Problem ▸ From the reflection on Psalm 102, copy the text starting with "Psalm 102:12-17 sings" and going on through "turn to God.", swapping "nations" for "peoples".

Psalm 102:12-17 sings of God’s enduring reign, and how God will restore Zion. God will rise up, restoring what was destroyed, and all nations will turn to God.

Thinking of these passages in the midst of a COVID-19 outbreak, it seems that we are in an exile from the normalcy we knew. Everything has changed in a matter of weeks, or days. How do we find hope for return? We turn to the Scriptures, to Ezekiel, to Paul, to Jesus, and know that what is happening right now, what we are experiencing, is only temporary. The Spirit is eternal. While we wait in exile, we find signs of hope. Neighbors are checking in on each other. Communities are working together to provide lunches for schoolchildren. People are sharing resources to provide for artists and others going without pay, and government officials are taking action (though we hope for greater action). We see the signs of hope for us now, and know that we put our trust in God. We pray for those in the labs working on a vaccine and those who have volunteered to help. We pray for doctors and nurses who are on the front lines, caring for those who are sick. We do our part to help flatten the curve by staying home, and maintaining physical distance while reaching out to our friends, family, and neighbors in other ways, and trust that God will see us through.

Recorded information ▸
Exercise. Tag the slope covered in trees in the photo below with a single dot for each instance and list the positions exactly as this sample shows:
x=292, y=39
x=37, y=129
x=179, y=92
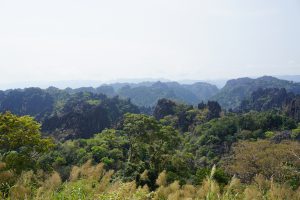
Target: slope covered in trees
x=236, y=90
x=102, y=148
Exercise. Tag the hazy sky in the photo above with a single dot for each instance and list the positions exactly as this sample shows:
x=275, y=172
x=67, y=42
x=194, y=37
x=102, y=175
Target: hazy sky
x=173, y=39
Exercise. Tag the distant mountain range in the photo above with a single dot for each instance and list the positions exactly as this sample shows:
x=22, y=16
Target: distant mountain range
x=147, y=93
x=236, y=90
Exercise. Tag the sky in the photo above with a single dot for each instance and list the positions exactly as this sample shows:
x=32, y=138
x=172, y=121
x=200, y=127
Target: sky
x=105, y=40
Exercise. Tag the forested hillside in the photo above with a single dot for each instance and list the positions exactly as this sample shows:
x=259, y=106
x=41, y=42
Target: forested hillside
x=236, y=90
x=82, y=144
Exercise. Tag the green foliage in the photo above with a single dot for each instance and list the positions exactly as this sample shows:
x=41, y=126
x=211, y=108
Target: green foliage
x=20, y=142
x=296, y=134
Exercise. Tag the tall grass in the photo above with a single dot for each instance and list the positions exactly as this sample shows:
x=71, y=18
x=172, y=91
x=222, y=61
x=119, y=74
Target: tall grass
x=90, y=182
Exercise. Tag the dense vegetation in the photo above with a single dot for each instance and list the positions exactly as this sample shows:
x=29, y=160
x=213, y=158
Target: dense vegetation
x=236, y=90
x=86, y=145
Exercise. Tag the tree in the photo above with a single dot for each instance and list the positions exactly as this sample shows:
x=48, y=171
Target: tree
x=21, y=142
x=278, y=161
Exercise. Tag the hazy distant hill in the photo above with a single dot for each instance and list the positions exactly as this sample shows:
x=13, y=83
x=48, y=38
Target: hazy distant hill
x=148, y=93
x=236, y=90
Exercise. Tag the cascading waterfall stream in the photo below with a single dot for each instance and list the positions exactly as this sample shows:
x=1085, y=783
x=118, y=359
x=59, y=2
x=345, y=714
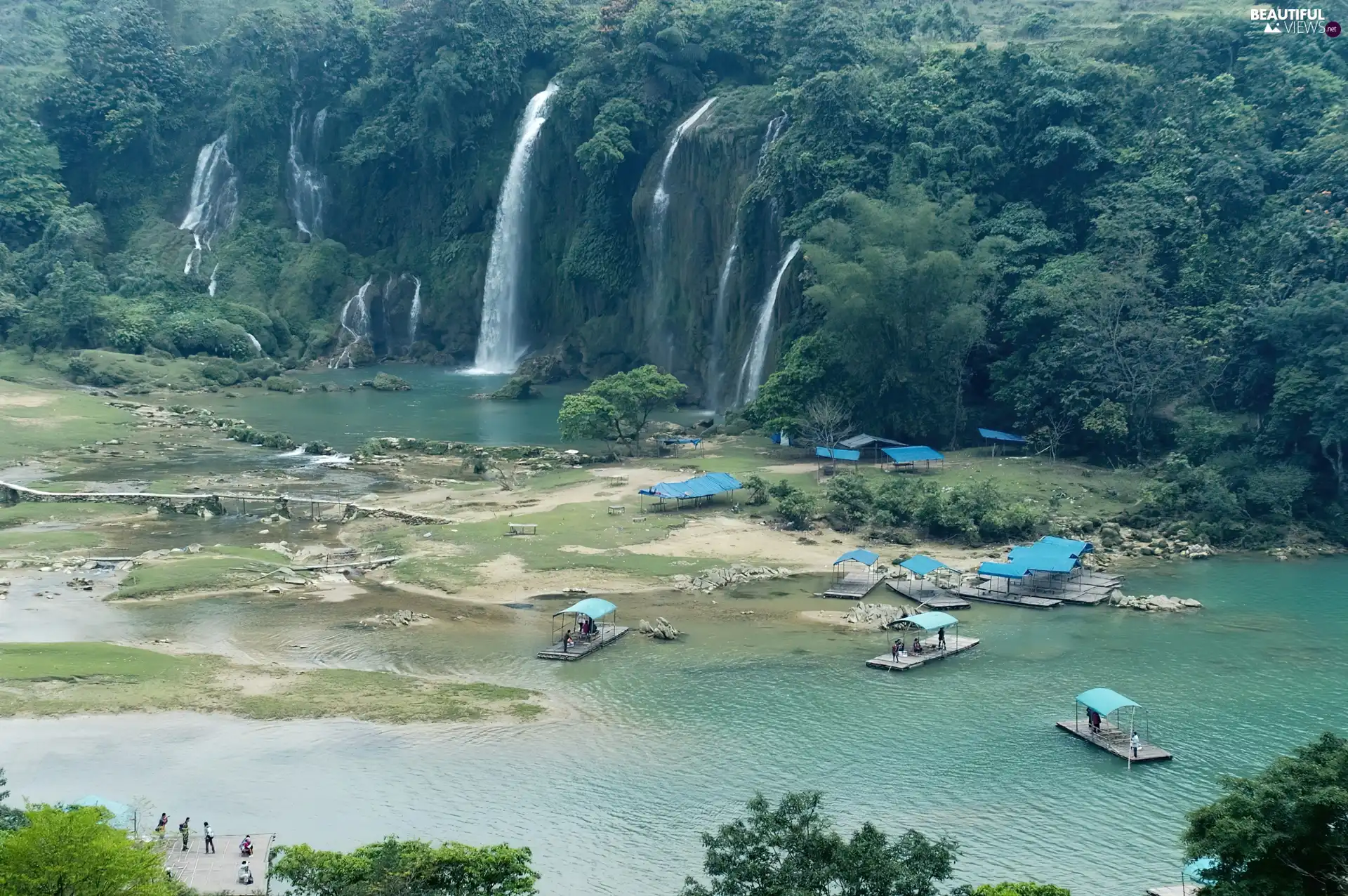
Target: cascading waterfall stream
x=212, y=202
x=755, y=363
x=355, y=324
x=414, y=315
x=716, y=363
x=499, y=340
x=659, y=340
x=308, y=186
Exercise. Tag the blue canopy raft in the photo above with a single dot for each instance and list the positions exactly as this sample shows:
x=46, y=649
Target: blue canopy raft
x=700, y=489
x=1043, y=576
x=927, y=584
x=586, y=627
x=937, y=647
x=857, y=577
x=1110, y=723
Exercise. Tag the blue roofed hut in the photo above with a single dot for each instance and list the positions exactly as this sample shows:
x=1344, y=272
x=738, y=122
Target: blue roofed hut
x=909, y=457
x=693, y=492
x=854, y=576
x=904, y=657
x=1109, y=720
x=583, y=628
x=828, y=459
x=999, y=438
x=927, y=581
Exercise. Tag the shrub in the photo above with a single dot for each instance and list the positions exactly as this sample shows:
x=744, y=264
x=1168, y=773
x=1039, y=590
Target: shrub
x=287, y=384
x=758, y=488
x=851, y=497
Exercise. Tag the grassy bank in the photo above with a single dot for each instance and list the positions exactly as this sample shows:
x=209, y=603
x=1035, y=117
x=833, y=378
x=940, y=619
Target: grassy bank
x=67, y=678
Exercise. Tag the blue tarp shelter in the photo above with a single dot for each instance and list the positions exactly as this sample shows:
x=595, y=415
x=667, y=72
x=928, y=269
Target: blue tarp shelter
x=860, y=555
x=1104, y=701
x=998, y=435
x=697, y=488
x=593, y=607
x=913, y=453
x=923, y=565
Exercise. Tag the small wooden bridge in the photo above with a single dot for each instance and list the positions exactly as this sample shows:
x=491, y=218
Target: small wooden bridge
x=219, y=504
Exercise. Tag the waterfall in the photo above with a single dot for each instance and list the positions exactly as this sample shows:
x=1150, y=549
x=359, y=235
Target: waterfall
x=498, y=341
x=212, y=202
x=355, y=324
x=308, y=186
x=414, y=315
x=716, y=363
x=661, y=343
x=755, y=363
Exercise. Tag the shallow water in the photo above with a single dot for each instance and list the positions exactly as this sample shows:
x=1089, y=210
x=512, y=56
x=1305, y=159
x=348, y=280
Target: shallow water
x=440, y=406
x=672, y=739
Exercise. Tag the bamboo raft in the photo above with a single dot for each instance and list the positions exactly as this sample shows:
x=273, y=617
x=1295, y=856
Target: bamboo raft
x=927, y=595
x=930, y=652
x=604, y=636
x=852, y=586
x=1114, y=740
x=977, y=593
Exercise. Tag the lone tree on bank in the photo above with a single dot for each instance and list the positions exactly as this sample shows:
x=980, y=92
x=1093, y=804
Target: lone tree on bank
x=794, y=849
x=618, y=407
x=1282, y=831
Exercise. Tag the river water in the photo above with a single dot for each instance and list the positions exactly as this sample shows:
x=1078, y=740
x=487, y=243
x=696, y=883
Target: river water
x=440, y=406
x=663, y=742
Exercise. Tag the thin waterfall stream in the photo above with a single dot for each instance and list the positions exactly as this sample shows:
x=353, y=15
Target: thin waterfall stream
x=499, y=343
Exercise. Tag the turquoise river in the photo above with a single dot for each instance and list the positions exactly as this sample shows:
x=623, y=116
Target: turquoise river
x=653, y=744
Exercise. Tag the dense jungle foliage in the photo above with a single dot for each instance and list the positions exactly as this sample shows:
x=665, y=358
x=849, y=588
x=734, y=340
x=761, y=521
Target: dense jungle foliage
x=1116, y=231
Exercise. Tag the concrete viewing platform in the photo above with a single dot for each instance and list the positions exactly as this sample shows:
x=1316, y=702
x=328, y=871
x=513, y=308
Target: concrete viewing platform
x=1114, y=740
x=927, y=595
x=603, y=636
x=930, y=652
x=852, y=586
x=219, y=872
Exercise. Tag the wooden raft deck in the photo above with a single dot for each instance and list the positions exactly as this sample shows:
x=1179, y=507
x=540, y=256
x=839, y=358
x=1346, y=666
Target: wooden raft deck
x=852, y=586
x=930, y=652
x=580, y=650
x=990, y=596
x=927, y=595
x=1114, y=740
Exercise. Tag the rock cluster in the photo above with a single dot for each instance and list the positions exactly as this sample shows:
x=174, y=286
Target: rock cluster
x=394, y=620
x=875, y=614
x=661, y=630
x=1156, y=602
x=708, y=581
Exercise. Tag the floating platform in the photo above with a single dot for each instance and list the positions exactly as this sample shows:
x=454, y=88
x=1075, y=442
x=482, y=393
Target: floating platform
x=218, y=872
x=927, y=595
x=990, y=596
x=930, y=652
x=1114, y=740
x=580, y=650
x=852, y=586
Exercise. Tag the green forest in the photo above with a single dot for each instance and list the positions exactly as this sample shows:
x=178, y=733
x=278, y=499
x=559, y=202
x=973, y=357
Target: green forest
x=1115, y=228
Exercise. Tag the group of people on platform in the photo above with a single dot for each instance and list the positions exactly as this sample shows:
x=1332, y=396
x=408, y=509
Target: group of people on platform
x=584, y=631
x=898, y=650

Task solution ▸
Psalm 102:12-17 sings of God’s enduring reign, and how God will restore Zion. God will rise up, restoring what was destroyed, and all peoples will turn to God.